## Problem
Scale the data from the line containing "Examine the image and locate every instance of beige" through the line containing "[205,0,247,106]", both included. Reproduce every line with the request text unchanged, multiplying each bounding-box coordinate in the answers by 2.05 and rounding to whole numbers, halves up. Return only those lines.

## Exercise materials
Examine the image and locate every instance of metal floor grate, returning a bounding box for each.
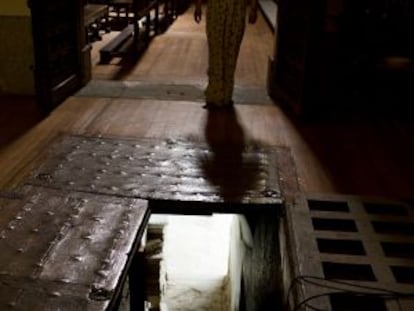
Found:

--

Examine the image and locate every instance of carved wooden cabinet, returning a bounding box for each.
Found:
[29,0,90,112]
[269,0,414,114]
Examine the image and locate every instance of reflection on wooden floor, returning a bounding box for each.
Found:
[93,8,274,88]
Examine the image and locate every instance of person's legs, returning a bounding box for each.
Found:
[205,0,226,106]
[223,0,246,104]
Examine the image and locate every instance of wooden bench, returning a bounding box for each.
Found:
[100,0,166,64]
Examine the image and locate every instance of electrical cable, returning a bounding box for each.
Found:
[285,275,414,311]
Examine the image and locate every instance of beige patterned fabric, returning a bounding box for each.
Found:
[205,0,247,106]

## Expected output
Examine the image and locate every instance of beige patterned fabric, returning a bounding box for each.
Found:
[420,0,506,217]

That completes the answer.